* **Reading text**:
◇ ◇ ◇ ◇ ◇

A large study came out today with the fresh evidences about the safety of medicated stents (a.k.a "drug coated stents" or "drug-eluting stents" or "DES") and showed that widely used medicated stents slash the risk of death for people who have heart attacks by 16% than bare-metal stents.

Lead author of the study, Dr. Laura Mauri, an assistant professor of medicine at Harvard Medical School and an interventional cardiologist at Brigham and Women's Hospital, said, "We were looking to see if there was a risk, and we actually saw there was a benefit."

Drug coated stents or medicated stents were introduced in 2003. The tiny wire tubes, about the size of a pen spring, have become fastest-selling medical devices in history, used in millions of people worldwide. Almost 6 million patients have received medicated stents since its launch.

◇ ◇ ◇ ◇ ◇

(Collected data)

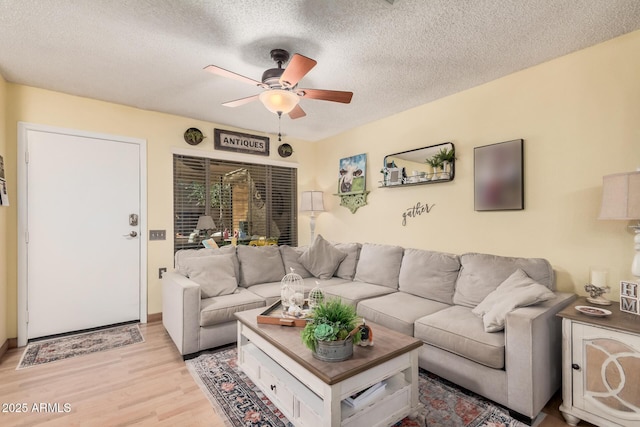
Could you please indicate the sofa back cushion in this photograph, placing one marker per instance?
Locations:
(481, 274)
(322, 258)
(379, 265)
(347, 268)
(290, 258)
(184, 254)
(260, 264)
(429, 274)
(215, 274)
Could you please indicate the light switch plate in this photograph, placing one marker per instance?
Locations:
(157, 234)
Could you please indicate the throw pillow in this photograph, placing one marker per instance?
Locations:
(215, 274)
(518, 290)
(291, 259)
(322, 258)
(260, 264)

◇ ◇ ◇ ◇ ◇

* **Task instructions**: In the text on medicated stents, by what percentage do medicated stents reduce the risk of death for heart attack patients compared with bare-metal stents?

* **Reply to the exercise**: By 16%.